SELECTED EXTRACT

- Theatrical release poster
- Directed by: Songyos Sugmakanan
- Starring: Charlie Trairat Sirachuch Chienthaworn Focus Jirakul Ratchu Surachalas Chutima Teepanat Chantavit Dhanasevi Thaniya Ummaritchoti Ungsumalynn Sirapatsakmetha Sola Aoi Lu Ting Wei
- Distributed by: GMM Tai Hub
- Release date: 20 March 2008;
- Running time: 122 minutes
- Country: Thailand
- Languages: Thai Northern Thai Mandarin Japanese English
- Box office: ฿80 millions

= Hormones (film) =

2008 Thai film by Songyos Sugmakanan

Hormones (ปิดเทอมใหญ่ หัวใจว้าวุ่น; ) is a 2008 Thai coming-of-age romance comedy film directed by Songyos Sugmakanan starring Charlie Trairat, Sirachuch Chienthaworn, Focus Jirakul, Ratchu Surachalas, Chutima Teepanat, Chantavit Dhanasevi, Thaniya Ummaritchoti, Ungsumalynn Sirapatsakmetha, Sola Aoi, and Lu Ting Wei and Distributed by GMM Tai Hub. The literal meaning of the Thai title is 'restless hearts during school break' or 'school break, hearts aflutter'.

==Plot==
The film revolves around a group of high school and university students during their school break, and the relationships that develop (or don't). Four romantic threads are interwoven in the film's plot. Both Pu and Mai are in competition for Nana while class geek Jo is in love with a popular girl C. Meanwhile, Oh Lek is wild about Taiwanese pop sensation Didi, and Hern is thinking of cheating on his girlfriend Nuan when he meets Japanese tourist Aoi.

(Location labeling listing)
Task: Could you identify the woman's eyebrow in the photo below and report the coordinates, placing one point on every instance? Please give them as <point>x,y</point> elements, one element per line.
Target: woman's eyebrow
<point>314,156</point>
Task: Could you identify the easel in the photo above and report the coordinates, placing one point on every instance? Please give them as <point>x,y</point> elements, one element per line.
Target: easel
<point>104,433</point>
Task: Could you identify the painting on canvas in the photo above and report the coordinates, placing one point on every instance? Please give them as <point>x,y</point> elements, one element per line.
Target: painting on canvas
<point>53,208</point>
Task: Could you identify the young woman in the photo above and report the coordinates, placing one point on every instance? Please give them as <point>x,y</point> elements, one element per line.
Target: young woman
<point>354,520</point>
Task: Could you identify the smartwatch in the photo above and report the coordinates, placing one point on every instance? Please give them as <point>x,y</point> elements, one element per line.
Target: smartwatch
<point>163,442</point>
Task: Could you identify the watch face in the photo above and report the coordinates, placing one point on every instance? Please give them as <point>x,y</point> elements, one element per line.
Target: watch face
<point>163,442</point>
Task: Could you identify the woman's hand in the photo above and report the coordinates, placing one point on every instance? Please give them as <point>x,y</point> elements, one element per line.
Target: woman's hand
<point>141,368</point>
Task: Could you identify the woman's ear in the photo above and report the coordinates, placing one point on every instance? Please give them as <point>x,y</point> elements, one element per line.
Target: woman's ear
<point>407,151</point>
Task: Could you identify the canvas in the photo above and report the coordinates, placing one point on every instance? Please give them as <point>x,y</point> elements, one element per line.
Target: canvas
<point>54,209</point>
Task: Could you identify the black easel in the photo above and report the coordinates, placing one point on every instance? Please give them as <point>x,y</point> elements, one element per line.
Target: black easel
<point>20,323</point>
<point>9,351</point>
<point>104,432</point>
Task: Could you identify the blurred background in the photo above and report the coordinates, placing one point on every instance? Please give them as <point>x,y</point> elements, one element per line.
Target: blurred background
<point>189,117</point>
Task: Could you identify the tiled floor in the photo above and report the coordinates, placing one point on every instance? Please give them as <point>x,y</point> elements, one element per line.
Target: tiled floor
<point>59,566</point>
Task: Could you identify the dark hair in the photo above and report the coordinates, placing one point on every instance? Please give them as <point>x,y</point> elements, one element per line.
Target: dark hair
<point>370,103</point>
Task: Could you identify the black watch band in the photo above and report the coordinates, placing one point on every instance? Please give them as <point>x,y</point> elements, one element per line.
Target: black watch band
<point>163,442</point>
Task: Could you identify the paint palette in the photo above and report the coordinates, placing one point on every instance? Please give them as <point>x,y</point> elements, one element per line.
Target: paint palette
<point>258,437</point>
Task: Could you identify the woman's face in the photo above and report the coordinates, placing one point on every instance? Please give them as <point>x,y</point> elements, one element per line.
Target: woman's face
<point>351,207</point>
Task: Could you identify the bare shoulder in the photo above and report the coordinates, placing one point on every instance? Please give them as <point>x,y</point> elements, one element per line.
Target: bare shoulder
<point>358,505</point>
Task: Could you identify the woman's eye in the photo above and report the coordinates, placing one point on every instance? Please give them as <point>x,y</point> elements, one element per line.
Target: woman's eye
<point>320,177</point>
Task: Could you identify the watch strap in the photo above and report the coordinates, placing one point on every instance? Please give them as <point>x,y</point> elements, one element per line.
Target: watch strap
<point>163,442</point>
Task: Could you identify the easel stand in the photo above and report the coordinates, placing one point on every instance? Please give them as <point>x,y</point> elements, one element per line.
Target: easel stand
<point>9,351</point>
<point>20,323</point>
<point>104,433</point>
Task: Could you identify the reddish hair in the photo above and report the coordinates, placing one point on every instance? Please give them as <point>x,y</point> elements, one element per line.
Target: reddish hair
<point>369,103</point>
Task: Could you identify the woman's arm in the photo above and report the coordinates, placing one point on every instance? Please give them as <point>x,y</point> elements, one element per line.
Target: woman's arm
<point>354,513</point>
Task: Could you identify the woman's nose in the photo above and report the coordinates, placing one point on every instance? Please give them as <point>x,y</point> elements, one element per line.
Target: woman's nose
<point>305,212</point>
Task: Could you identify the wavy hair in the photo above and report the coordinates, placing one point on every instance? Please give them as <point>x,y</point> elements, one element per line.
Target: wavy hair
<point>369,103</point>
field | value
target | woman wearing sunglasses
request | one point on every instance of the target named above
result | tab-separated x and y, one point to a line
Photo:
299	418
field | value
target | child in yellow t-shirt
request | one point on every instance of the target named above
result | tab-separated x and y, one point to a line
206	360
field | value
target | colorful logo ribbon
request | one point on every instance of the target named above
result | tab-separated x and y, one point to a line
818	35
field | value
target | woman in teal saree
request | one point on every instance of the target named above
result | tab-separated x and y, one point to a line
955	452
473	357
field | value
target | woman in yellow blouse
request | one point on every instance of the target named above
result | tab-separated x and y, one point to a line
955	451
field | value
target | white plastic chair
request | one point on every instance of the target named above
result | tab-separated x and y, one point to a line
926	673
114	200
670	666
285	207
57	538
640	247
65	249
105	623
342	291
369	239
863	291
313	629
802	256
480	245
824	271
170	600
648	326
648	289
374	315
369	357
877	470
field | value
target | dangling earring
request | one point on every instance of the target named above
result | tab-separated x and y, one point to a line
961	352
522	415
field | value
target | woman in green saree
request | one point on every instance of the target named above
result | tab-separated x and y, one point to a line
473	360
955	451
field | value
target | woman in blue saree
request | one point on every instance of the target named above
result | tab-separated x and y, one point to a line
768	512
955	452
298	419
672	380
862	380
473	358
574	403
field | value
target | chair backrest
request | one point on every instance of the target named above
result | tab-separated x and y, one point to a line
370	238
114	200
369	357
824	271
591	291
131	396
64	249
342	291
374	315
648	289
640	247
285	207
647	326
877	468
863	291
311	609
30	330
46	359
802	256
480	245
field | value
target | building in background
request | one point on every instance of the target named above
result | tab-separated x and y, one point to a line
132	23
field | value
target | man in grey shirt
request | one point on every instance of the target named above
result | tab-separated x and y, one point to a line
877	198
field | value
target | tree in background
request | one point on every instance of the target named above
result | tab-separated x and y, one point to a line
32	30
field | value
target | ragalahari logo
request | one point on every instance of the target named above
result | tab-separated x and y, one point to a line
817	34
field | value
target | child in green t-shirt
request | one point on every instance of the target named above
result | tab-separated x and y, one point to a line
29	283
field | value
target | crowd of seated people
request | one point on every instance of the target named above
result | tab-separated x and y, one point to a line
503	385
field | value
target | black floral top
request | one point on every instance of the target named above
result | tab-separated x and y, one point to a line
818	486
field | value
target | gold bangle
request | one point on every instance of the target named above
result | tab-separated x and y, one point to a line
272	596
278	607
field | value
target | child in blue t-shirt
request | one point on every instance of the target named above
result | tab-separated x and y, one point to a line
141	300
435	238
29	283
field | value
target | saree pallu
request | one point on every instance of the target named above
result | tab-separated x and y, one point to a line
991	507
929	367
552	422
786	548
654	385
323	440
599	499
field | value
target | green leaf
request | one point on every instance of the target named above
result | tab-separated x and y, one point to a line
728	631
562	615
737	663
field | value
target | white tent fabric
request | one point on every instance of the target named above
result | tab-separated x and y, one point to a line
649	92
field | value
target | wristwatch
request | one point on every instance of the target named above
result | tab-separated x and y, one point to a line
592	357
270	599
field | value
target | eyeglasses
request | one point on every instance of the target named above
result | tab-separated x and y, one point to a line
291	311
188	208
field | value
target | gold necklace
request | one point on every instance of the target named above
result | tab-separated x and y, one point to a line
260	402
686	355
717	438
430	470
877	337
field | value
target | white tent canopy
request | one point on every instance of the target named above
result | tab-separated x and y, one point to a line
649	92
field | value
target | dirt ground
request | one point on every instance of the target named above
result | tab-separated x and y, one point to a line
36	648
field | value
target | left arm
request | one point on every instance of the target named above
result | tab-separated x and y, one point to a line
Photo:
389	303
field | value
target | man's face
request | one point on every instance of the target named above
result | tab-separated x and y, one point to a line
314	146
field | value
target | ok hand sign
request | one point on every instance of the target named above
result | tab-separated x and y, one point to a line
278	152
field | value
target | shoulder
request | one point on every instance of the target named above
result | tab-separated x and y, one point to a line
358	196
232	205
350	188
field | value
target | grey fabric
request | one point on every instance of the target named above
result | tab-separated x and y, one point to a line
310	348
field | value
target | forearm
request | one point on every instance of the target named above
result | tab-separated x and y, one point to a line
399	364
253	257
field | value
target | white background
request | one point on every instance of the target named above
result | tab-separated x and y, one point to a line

EXERCISE OBJECTIVE
In the film article, who is class geek Jo in love with? The listing was taken from a separate source.

OUTPUT FOR THIS TASK
A popular girl named C.